**Records for this exercise:**
----------------------------------------

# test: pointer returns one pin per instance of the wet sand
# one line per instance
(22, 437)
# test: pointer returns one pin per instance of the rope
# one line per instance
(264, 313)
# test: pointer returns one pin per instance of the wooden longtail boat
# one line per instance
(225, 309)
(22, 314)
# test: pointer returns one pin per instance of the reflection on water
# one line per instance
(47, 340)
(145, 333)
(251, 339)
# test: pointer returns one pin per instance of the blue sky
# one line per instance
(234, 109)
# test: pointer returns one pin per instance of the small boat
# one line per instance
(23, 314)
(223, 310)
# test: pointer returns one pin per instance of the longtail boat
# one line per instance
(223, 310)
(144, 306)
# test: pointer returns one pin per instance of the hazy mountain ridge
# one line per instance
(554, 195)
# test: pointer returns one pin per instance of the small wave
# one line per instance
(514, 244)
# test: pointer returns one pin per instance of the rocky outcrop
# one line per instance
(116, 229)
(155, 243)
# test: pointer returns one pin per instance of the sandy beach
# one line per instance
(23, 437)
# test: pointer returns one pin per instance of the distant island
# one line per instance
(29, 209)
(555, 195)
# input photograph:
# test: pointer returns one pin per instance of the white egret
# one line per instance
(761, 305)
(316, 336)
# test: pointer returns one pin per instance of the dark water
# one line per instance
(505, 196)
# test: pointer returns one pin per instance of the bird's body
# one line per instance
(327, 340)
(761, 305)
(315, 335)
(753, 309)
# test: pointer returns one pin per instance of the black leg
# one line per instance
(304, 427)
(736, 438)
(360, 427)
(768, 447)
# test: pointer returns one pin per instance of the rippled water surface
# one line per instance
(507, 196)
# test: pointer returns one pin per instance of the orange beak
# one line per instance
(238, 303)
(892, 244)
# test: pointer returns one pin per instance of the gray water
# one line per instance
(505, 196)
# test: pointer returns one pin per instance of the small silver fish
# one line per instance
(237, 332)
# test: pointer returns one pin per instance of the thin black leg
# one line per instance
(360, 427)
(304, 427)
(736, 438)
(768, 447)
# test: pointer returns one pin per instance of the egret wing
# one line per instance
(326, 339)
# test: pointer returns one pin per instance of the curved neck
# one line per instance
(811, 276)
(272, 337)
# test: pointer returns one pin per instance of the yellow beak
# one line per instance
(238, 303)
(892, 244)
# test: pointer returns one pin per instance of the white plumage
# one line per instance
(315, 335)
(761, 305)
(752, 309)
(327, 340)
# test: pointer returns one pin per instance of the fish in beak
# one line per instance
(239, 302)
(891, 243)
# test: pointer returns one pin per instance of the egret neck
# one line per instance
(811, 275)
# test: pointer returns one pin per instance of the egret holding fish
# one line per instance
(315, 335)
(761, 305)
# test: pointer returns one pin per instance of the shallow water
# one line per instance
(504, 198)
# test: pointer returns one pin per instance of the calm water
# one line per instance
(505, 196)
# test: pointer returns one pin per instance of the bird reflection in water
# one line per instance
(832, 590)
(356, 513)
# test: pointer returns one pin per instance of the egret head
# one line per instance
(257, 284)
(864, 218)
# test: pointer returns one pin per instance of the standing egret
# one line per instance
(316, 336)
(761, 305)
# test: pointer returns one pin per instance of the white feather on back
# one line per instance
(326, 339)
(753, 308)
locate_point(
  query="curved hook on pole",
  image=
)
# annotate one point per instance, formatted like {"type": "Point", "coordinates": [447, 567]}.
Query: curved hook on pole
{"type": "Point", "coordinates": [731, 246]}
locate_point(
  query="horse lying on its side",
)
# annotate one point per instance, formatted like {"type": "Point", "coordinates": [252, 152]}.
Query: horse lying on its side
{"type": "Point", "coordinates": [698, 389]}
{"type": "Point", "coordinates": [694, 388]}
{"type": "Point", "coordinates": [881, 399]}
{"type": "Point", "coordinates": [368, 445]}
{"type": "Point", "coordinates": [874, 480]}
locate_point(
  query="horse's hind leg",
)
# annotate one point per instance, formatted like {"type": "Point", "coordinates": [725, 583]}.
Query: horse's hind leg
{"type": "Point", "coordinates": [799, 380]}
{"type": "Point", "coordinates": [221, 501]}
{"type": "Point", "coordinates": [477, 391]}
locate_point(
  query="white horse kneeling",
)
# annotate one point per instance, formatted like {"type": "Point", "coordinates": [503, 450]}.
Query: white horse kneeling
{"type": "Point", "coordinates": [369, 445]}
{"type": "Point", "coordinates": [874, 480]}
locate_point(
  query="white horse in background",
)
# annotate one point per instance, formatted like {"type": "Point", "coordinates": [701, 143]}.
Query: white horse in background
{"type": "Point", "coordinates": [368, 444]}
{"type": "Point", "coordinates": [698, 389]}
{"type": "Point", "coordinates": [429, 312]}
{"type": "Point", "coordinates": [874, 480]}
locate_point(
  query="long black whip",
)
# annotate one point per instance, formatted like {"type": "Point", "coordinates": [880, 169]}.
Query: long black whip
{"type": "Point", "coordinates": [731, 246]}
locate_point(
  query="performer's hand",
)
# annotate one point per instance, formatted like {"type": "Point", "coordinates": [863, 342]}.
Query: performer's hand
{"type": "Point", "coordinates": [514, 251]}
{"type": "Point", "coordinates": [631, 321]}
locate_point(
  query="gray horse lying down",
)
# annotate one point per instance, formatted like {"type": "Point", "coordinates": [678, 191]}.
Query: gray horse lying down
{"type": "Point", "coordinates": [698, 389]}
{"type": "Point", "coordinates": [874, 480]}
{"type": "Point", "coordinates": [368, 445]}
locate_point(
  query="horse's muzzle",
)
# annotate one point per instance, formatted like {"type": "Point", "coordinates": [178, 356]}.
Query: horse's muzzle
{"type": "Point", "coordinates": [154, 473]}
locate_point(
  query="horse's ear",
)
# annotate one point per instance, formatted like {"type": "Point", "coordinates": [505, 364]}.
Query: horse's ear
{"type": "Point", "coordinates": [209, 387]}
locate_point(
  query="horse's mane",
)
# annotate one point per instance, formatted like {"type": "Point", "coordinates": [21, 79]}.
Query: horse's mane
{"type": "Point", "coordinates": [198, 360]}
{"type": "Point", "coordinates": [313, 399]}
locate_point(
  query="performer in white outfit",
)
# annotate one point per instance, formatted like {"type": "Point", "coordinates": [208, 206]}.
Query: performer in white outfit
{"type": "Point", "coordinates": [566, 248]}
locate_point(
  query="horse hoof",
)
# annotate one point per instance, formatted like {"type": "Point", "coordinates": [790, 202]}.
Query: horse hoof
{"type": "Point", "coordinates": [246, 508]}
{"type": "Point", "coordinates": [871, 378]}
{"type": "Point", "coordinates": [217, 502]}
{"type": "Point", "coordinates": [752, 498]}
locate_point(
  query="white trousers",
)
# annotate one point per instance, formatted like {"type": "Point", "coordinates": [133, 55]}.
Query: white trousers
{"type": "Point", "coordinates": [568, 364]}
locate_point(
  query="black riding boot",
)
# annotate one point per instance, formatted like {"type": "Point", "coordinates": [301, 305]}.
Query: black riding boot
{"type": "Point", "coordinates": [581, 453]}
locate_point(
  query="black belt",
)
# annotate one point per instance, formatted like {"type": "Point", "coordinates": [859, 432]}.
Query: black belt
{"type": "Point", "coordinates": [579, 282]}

----------------------------------------

**Task objective:** Repeat each line of the data exactly, missing none.

**Final answer:**
# test: pointer returns one pin per instance of the wet sand
# one line per instance
(22, 437)
# test: pointer returns one pin per instance of the rope
# one line per instance
(264, 313)
# test: pointer returns one pin per instance of the wooden longtail boat
# one line per instance
(225, 309)
(22, 314)
# test: pointer returns one pin per instance of the reflection on water
# one line per instance
(47, 340)
(145, 333)
(251, 339)
# test: pointer returns one pin per instance of the blue sky
# one line per instance
(234, 109)
# test: pointer returns one pin per instance of the small boat
# one line per instance
(23, 314)
(223, 310)
# test: pointer returns one pin per instance of the longtail boat
# one line per instance
(223, 310)
(144, 306)
# test: pointer returns one pin per instance of the hazy mountain ridge
# one line per instance
(554, 195)
# test: pointer returns one pin per instance of the small wave
# one line per instance
(514, 244)
# test: pointer returns one pin per instance of the rocky outcrop
# one line per instance
(116, 229)
(155, 243)
# test: pointer returns one pin per instance of the sandy beach
# one line per instance
(23, 437)
# test: pointer returns one pin per instance of the distant island
# one line per instance
(29, 209)
(555, 195)
# input photograph:
# test: pointer returns one pin per instance of the white egret
# one line per instance
(761, 305)
(316, 336)
# test: pointer returns one pin per instance of the dark water
# one line per instance
(505, 196)
# test: pointer returns one pin per instance of the bird's body
# one line per instance
(327, 340)
(761, 305)
(315, 335)
(753, 309)
# test: pointer returns one pin per instance of the black leg
# one line per instance
(304, 427)
(736, 438)
(360, 427)
(768, 447)
# test: pointer returns one pin per instance of the rippled water surface
# one line per instance
(507, 196)
# test: pointer returns one pin per instance of the orange beak
# one line per instance
(238, 303)
(892, 244)
# test: pointer returns one pin per instance of the gray water
# one line per instance
(505, 196)
# test: pointer returns one pin per instance of the small silver fish
# one line per instance
(237, 332)
# test: pointer returns one pin per instance of the thin black leg
# one line per instance
(360, 427)
(304, 427)
(736, 438)
(768, 447)
# test: pointer returns one pin per instance of the egret wing
# one line per instance
(326, 339)
# test: pointer returns one pin per instance of the curved neck
# one line per instance
(811, 276)
(272, 337)
# test: pointer returns one pin per instance of the yellow beak
# one line per instance
(238, 303)
(892, 244)
# test: pointer returns one pin per instance of the white plumage
# one line per instance
(315, 335)
(761, 305)
(752, 309)
(327, 340)
# test: pointer returns one pin per instance of the fish in beak
# one line per instance
(239, 302)
(891, 243)
# test: pointer returns one pin per instance of the egret neck
# one line per instance
(811, 275)
# test: pointer returns one pin per instance of the egret holding fish
# one line per instance
(315, 335)
(761, 305)
# test: pointer returns one pin per instance of the shallow water
# one line per instance
(504, 198)
# test: pointer returns one pin per instance of the calm water
# one line per instance
(505, 196)
# test: pointer returns one pin per instance of the bird reflection in water
# one line per instance
(832, 590)
(356, 513)
# test: pointer returns one pin per instance of the egret head
# one line per instance
(257, 284)
(864, 218)
# test: pointer returns one pin per instance of the standing egret
# one line per instance
(316, 336)
(761, 305)
# test: pointer returns one pin per instance of the white feather on back
# one line per instance
(326, 339)
(753, 308)
locate_point(
  query="curved hook on pole",
  image=
)
# annotate one point per instance, formatted like {"type": "Point", "coordinates": [447, 567]}.
Query: curved hook on pole
{"type": "Point", "coordinates": [731, 246]}
locate_point(
  query="horse lying on its side",
)
# annotate one point per instance, formatted like {"type": "Point", "coordinates": [252, 152]}.
Query: horse lying on its side
{"type": "Point", "coordinates": [698, 389]}
{"type": "Point", "coordinates": [694, 388]}
{"type": "Point", "coordinates": [881, 399]}
{"type": "Point", "coordinates": [368, 445]}
{"type": "Point", "coordinates": [874, 480]}
locate_point(
  query="horse's hind leg",
)
# annotate one point per instance, formatted like {"type": "Point", "coordinates": [725, 583]}.
Query: horse's hind leg
{"type": "Point", "coordinates": [799, 380]}
{"type": "Point", "coordinates": [221, 501]}
{"type": "Point", "coordinates": [477, 391]}
locate_point(
  query="white horse kneeling",
)
# annotate one point per instance, formatted like {"type": "Point", "coordinates": [503, 450]}.
Query: white horse kneeling
{"type": "Point", "coordinates": [369, 445]}
{"type": "Point", "coordinates": [874, 480]}
locate_point(
  query="white horse in background",
)
# annotate one point per instance, formatted like {"type": "Point", "coordinates": [701, 143]}.
Query: white horse in background
{"type": "Point", "coordinates": [368, 444]}
{"type": "Point", "coordinates": [698, 389]}
{"type": "Point", "coordinates": [429, 312]}
{"type": "Point", "coordinates": [874, 480]}
locate_point(
  query="long black whip",
)
# annotate one point per instance, formatted like {"type": "Point", "coordinates": [880, 169]}.
Query: long black whip
{"type": "Point", "coordinates": [731, 246]}
locate_point(
  query="performer's hand",
)
# annotate one point per instance, formatted like {"type": "Point", "coordinates": [863, 342]}.
Query: performer's hand
{"type": "Point", "coordinates": [514, 251]}
{"type": "Point", "coordinates": [631, 321]}
locate_point(
  query="gray horse lying down",
)
# annotate one point per instance, formatted like {"type": "Point", "coordinates": [678, 191]}.
Query: gray horse lying down
{"type": "Point", "coordinates": [698, 389]}
{"type": "Point", "coordinates": [874, 480]}
{"type": "Point", "coordinates": [368, 445]}
locate_point(
  query="horse's muzzle",
)
# annotate one point per instance, formatted like {"type": "Point", "coordinates": [178, 356]}.
Query: horse's muzzle
{"type": "Point", "coordinates": [154, 473]}
locate_point(
  query="horse's ear",
)
# annotate one point per instance, formatted like {"type": "Point", "coordinates": [505, 364]}.
Query: horse's ear
{"type": "Point", "coordinates": [209, 387]}
locate_point(
  query="horse's mane",
)
# annotate one point per instance, formatted like {"type": "Point", "coordinates": [21, 79]}.
Query: horse's mane
{"type": "Point", "coordinates": [198, 360]}
{"type": "Point", "coordinates": [313, 399]}
locate_point(
  query="performer in white outfit",
)
# annotate one point per instance, formatted like {"type": "Point", "coordinates": [208, 206]}.
Query: performer in white outfit
{"type": "Point", "coordinates": [566, 248]}
locate_point(
  query="horse hoof",
)
# annotate one point per instance, formatted like {"type": "Point", "coordinates": [790, 202]}.
Query: horse hoof
{"type": "Point", "coordinates": [246, 508]}
{"type": "Point", "coordinates": [871, 378]}
{"type": "Point", "coordinates": [217, 502]}
{"type": "Point", "coordinates": [752, 498]}
locate_point(
  query="white trousers",
)
# annotate one point per instance, formatted like {"type": "Point", "coordinates": [133, 55]}.
Query: white trousers
{"type": "Point", "coordinates": [568, 364]}
locate_point(
  query="black riding boot",
)
# annotate one point per instance, formatted like {"type": "Point", "coordinates": [301, 305]}.
Query: black riding boot
{"type": "Point", "coordinates": [581, 453]}
locate_point(
  query="black belt",
)
# annotate one point per instance, formatted like {"type": "Point", "coordinates": [859, 432]}.
Query: black belt
{"type": "Point", "coordinates": [579, 282]}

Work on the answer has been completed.